* _SELECTED EXTRACT_:
Dose escalation in elderly patients may be especially difficult as CNS toxicity could be severe even at a fairly low dose, no more than 200 mg per day. One 73-year-old male treated in the University of New Mexico Cancer Center started a thalidomide regimen at 200 mg per day in July 2000. The dose was decreased to 50 mg per day in less than one month secondary to side effects that included dizziness, confusion, and neuropathy. Even at 50 mg per day, he acknowledged that he skipped doses from time to time if he felt that he could not concentrate on his artwork. He is now into 11 months of treatment with a stable paraprotein level.

It is correctly mentioned by Barlogie et al that how thalidomide achieve its anti-MM cells effect is unclear. It truly is a new and exciting treatment for MM that is quite different from all other chemotherapy agents at our disposal. As such, the use of thalidomide may also be different from how we traditionally dose other chemotherapy agents (eg, dose escalation to reach the maximum tolerance). Baidas et al2 reported their phase 2 evaluation of thalidomide, 200 mg versus 800 mg per day, in patients with metastatic breast cancer. On the 800 mg arm, all patients had progressive disease before 8 weeks staging. On the other hand, there were 2 patients on the 200 mg arm with stable disease at the 8 week mark. Hideshima et al3reported their study of how thalidomide overcomes drug resistance of human multiple myeloma cells to conventional therapy. The dose range among the 17 responding patients is 100 to 800 mg per day. Two patients were later taking only 50 mg per day and showed continued response.

In summary, since the initial publication showing thalidomide is a good treatment option for patients with multiple myeloma, starting at 200 to 400 mg per day with a target dose of 600 or even 800 mg per day has become a common practice.4 However, for some patients, dose de-escalation may be necessary.

* _EXERCISE OBJECTIVE_:
Retype the passage above on thalidomide dosing, word for word and in full.

* _INFORMATION GIVEN_:
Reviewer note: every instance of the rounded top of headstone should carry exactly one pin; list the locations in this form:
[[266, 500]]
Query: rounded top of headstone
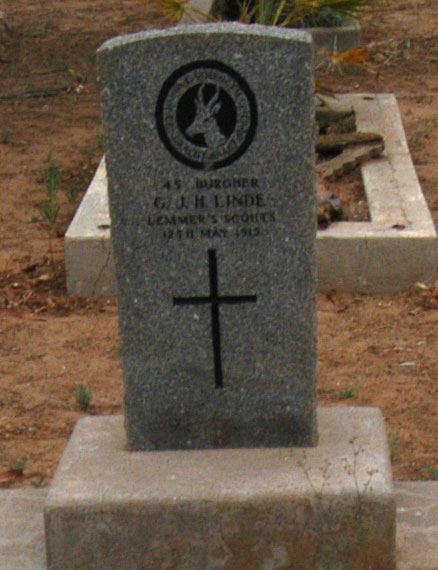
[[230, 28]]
---
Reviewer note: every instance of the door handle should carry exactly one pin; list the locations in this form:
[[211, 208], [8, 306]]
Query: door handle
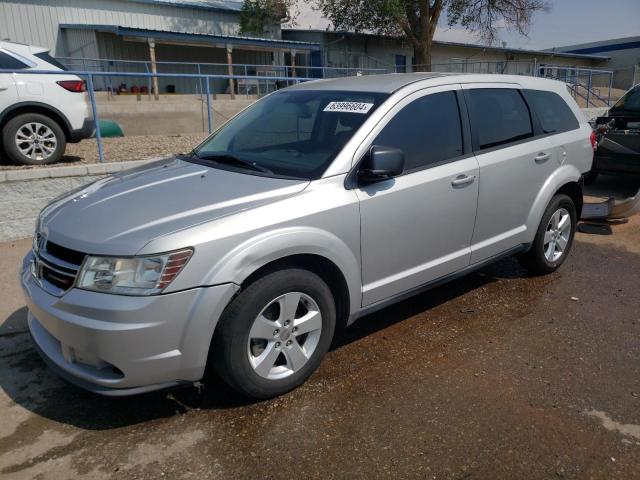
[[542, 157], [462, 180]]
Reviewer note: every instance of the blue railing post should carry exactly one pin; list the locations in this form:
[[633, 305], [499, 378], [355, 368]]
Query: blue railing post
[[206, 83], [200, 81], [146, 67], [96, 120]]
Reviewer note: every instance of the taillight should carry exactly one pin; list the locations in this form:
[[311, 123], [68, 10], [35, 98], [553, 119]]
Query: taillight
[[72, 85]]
==
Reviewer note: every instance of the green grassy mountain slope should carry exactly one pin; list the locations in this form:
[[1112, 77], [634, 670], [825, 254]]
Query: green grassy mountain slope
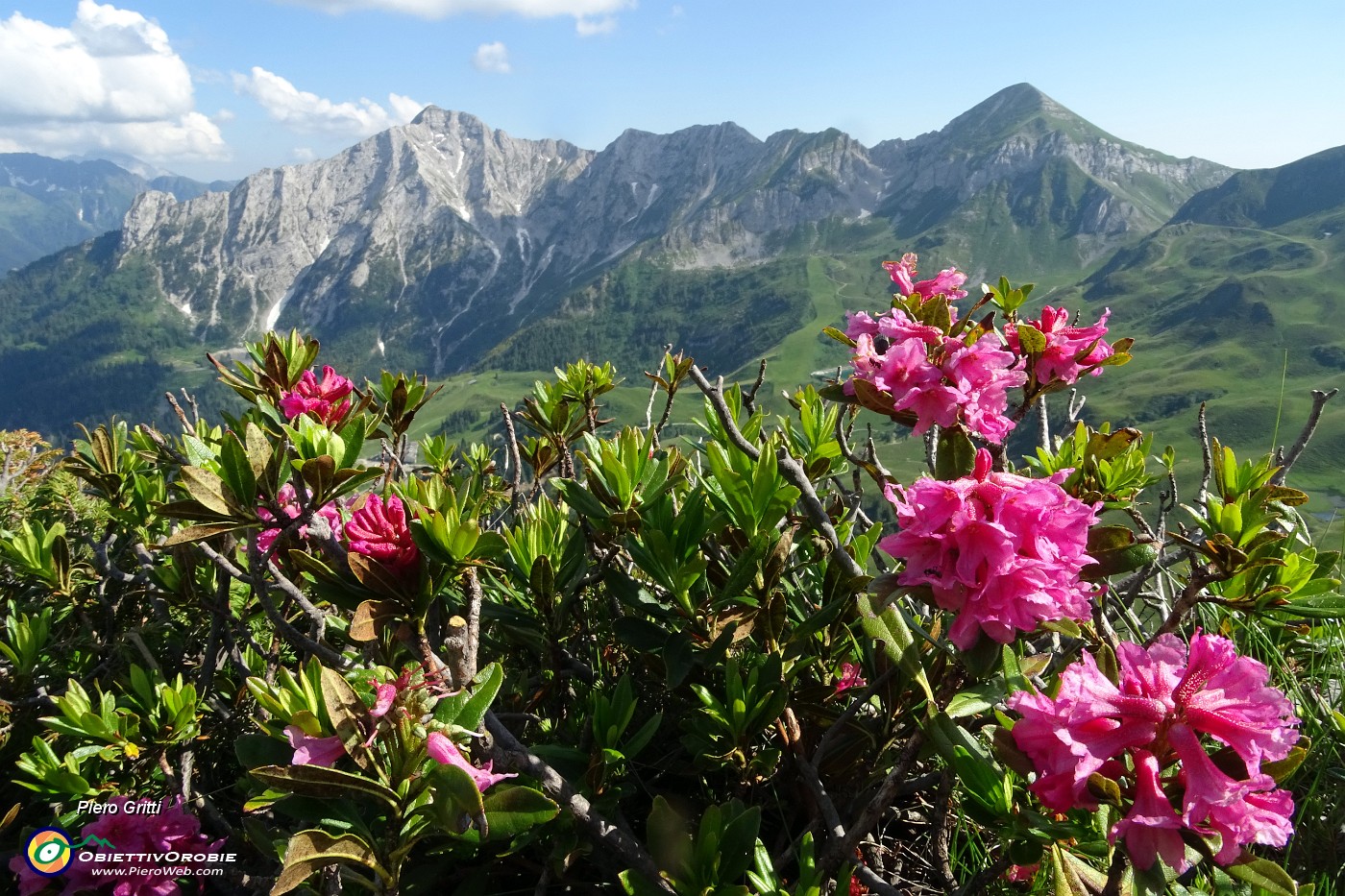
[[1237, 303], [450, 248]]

* _EXERCISE RESPONSE_:
Dose escalation in elderly patients may be especially difficult as CNS toxicity could be severe even at a fairly low dose, no more than 200 mg per day. One 73-year-old male treated in the University of New Mexico Cancer Center started a thalidomide regimen at 200 mg per day in July 2000. The dose was decreased to 50 mg per day in less than one month secondary to side effects that included dizziness, confusion, and neuropathy. Even at 50 mg per day, he acknowledged that he skipped doses from time to time if he felt that he could not concentrate on his artwork. He is now into 11 months of treatment with a stable paraprotein level.

It is correctly mentioned by Barlogie et al that how thalidomide achieve its anti-MM cells effect is unclear. It truly is a new and exciting treatment for MM that is quite different from all other chemotherapy agents at our disposal. As such, the use of thalidomide may also be different from how we traditionally dose other chemotherapy agents (eg, dose escalation to reach the maximum tolerance). Baidas et al2 reported their phase 2 evaluation of thalidomide, 200 mg versus 800 mg per day, in patients with metastatic breast cancer. On the 800 mg arm, all patients had progressive disease before 8 weeks staging. On the other hand, there were 2 patients on the 200 mg arm with stable disease at the 8 week mark. Hideshima et al3reported their study of how thalidomide overcomes drug resistance of human multiple myeloma cells to conventional therapy. The dose range among the 17 responding patients is 100 to 800 mg per day. Two patients were later taking only 50 mg per day and showed continued response.

In summary, since the initial publication showing thalidomide is a good treatment option for patients with multiple myeloma, starting at 200 to 400 mg per day with a target dose of 600 or even 800 mg per day has become a common practice.4 However, for some patients, dose de-escalation may be necessary.